WORK INSTRUCTION
Give all of the records again. Match them exactly.

MATERIAL PROVIDED
^^^^^^^^

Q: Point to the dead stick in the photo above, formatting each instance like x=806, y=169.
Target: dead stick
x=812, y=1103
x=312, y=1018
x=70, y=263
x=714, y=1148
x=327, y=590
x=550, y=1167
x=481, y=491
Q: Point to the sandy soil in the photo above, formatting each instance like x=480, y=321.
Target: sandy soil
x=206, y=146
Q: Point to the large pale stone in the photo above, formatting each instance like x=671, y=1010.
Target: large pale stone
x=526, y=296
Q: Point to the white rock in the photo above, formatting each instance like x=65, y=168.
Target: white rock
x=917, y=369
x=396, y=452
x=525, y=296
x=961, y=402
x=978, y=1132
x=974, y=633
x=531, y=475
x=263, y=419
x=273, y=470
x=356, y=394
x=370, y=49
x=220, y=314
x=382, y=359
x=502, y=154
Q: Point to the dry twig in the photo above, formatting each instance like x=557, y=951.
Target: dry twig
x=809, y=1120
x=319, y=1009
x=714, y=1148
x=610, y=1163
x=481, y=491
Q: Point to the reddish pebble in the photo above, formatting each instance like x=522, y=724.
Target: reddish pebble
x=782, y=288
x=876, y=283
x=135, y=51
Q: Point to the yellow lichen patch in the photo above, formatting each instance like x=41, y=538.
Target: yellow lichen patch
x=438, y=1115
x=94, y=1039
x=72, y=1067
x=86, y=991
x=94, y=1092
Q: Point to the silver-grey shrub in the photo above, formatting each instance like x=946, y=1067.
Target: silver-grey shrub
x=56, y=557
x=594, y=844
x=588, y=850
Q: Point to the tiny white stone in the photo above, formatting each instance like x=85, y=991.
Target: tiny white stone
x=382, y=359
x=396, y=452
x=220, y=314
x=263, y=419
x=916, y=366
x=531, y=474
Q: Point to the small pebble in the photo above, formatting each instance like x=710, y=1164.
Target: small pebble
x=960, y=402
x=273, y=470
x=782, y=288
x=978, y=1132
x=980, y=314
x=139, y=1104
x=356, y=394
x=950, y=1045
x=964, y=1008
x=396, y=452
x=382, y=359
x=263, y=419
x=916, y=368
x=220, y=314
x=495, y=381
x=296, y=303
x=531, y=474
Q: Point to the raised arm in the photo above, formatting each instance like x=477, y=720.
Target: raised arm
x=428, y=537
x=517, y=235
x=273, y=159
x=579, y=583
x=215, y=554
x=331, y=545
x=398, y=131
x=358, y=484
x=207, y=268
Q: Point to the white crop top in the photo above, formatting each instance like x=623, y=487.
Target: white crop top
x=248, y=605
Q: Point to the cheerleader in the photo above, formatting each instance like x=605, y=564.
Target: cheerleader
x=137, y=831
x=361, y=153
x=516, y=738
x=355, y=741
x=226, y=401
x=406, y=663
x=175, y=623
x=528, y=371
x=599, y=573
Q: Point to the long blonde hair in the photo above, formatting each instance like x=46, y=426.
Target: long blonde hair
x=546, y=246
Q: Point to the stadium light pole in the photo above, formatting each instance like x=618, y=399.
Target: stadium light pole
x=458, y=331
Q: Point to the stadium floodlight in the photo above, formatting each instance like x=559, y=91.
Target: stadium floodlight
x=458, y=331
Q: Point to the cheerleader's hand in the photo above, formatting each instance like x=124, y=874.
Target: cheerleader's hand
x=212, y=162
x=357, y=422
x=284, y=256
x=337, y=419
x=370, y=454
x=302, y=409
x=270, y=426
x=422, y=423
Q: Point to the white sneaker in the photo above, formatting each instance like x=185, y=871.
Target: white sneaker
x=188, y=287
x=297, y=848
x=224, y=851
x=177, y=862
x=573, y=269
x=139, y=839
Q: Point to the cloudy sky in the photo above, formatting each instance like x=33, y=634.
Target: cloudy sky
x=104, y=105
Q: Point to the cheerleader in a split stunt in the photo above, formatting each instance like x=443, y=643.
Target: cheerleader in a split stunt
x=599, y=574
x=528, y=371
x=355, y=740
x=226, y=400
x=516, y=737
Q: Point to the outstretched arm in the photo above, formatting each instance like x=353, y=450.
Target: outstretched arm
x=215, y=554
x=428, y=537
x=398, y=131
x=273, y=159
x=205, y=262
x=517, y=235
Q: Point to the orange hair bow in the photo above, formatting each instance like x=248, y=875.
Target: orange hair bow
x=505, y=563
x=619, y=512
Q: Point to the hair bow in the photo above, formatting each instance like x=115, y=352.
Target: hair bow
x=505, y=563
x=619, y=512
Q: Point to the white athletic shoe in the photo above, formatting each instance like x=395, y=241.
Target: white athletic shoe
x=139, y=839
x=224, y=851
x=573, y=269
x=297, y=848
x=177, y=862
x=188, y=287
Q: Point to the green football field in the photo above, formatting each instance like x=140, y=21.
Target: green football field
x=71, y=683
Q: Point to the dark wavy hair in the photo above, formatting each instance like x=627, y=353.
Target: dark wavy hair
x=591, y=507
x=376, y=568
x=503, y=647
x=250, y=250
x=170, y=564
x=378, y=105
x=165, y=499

^^^^^^^^

RESPONSE AREA
Q: Point to the dead stick in the photo above, formatting each instance like x=806, y=169.
Target: dead stick
x=812, y=1103
x=312, y=1018
x=70, y=263
x=714, y=1148
x=327, y=590
x=550, y=1167
x=481, y=491
Q: Point to the sandy soil in the photo above, formatting each instance like x=480, y=321.
Target: sandy soil
x=206, y=146
Q: Point to the large pale stone in the photo above, formatting each instance like x=671, y=1010.
Target: large pale stone
x=526, y=296
Q: Point to the white rock in the photo above, formatting each instance like x=65, y=168.
Target: white rock
x=917, y=369
x=396, y=452
x=525, y=296
x=961, y=402
x=978, y=1132
x=974, y=633
x=531, y=475
x=263, y=419
x=273, y=470
x=356, y=394
x=370, y=49
x=220, y=314
x=382, y=359
x=502, y=154
Q: Point to the dry twig in the photo above, formatting each instance like x=557, y=951.
Target: dry twig
x=809, y=1120
x=319, y=1009
x=714, y=1148
x=610, y=1163
x=481, y=491
Q: Point to the reddish pebble in the photo above, formatting each instance like x=522, y=724.
Target: reddish pebble
x=782, y=288
x=876, y=283
x=135, y=51
Q: Point to the yellow lichen patch in the photo above, formatting each instance like x=41, y=538.
Target: yellow lichen patch
x=438, y=1115
x=94, y=1039
x=72, y=1067
x=86, y=991
x=94, y=1092
Q: Point to the silver-grey shrub in the photo above, formatting each instance like x=946, y=1067.
Target: silver-grey shrub
x=56, y=557
x=594, y=844
x=588, y=850
Q: Point to the tiny white stone in the photo above, formatting each instance like x=85, y=991.
Target: tiny white stone
x=382, y=359
x=396, y=452
x=220, y=314
x=263, y=419
x=916, y=366
x=531, y=474
Q: Point to the small pebble in the photo above, formatting each instance like x=710, y=1164.
Target: small pebble
x=960, y=402
x=273, y=470
x=782, y=288
x=978, y=1132
x=980, y=314
x=139, y=1104
x=356, y=394
x=950, y=1045
x=964, y=1008
x=396, y=452
x=382, y=359
x=263, y=419
x=916, y=368
x=220, y=314
x=495, y=381
x=296, y=303
x=531, y=474
Q: Point to the raised arm in the photo above, formatting each instance like x=477, y=720.
Target: raised arm
x=428, y=537
x=517, y=235
x=273, y=159
x=579, y=583
x=215, y=554
x=331, y=545
x=398, y=131
x=358, y=484
x=207, y=268
Q: Point to the white crop top in the photo above, formatting each instance like x=623, y=487.
Target: white crop top
x=248, y=605
Q: Point to the cheerleader in the photo above, formatting each instance like x=605, y=564.
Target: cheerleader
x=137, y=831
x=361, y=153
x=516, y=738
x=355, y=741
x=226, y=401
x=406, y=663
x=175, y=623
x=528, y=371
x=599, y=573
Q: Point to the long blonde hair in the photo above, formatting each instance like x=46, y=426.
Target: long blonde hair
x=546, y=246
Q: Point to the stadium light pole in the photo above, formatting each instance like x=618, y=399.
Target: stadium light pole
x=458, y=331
Q: Point to the stadium floodlight in the photo above, formatting each instance like x=559, y=91.
Target: stadium floodlight
x=458, y=331
Q: Point to the cheerleader's hand in the photo above, formatting each instance like x=124, y=874.
Target: cheerleader's hand
x=212, y=162
x=357, y=422
x=284, y=256
x=337, y=419
x=370, y=454
x=302, y=409
x=270, y=426
x=422, y=423
Q: Point to the white sneaker in the photo above, formatting each instance like x=185, y=871.
Target: white sneaker
x=188, y=287
x=297, y=848
x=224, y=851
x=177, y=862
x=573, y=269
x=139, y=839
Q: Point to the cloudy sky in the photo above, formatting each instance like x=33, y=634.
Target: cloudy sky
x=104, y=105
Q: Point to the cheerleader in a split stunt in the photo above, formatting each instance like x=443, y=643.
Target: cheerleader in a split stunt
x=599, y=574
x=528, y=371
x=355, y=740
x=226, y=400
x=516, y=737
Q: Point to the outstretched arm in the photo above, formatting each instance like x=353, y=450.
Target: outstretched arm
x=215, y=554
x=428, y=537
x=398, y=131
x=273, y=159
x=205, y=262
x=517, y=235
Q: Point to the orange hair bow in the photo above, formatting each instance like x=248, y=875.
Target: orange hair bow
x=505, y=563
x=619, y=512
Q: Point to the hair bow in the photo above, formatting each instance like x=115, y=352.
Target: hair bow
x=505, y=563
x=619, y=512
Q: Point to the white athletic shoe in the photo above, formatting each instance like x=395, y=241.
Target: white athletic shoe
x=139, y=839
x=224, y=851
x=573, y=269
x=297, y=848
x=177, y=862
x=188, y=287
Q: Point to the green football field in the photo above, formatting each instance like x=140, y=21.
Target: green football field
x=71, y=683
Q: Point to the dark wavy hair in the photo above, formatting each instance like x=627, y=353.
Target: dark wavy hair
x=591, y=507
x=376, y=568
x=503, y=647
x=250, y=250
x=170, y=564
x=378, y=105
x=165, y=499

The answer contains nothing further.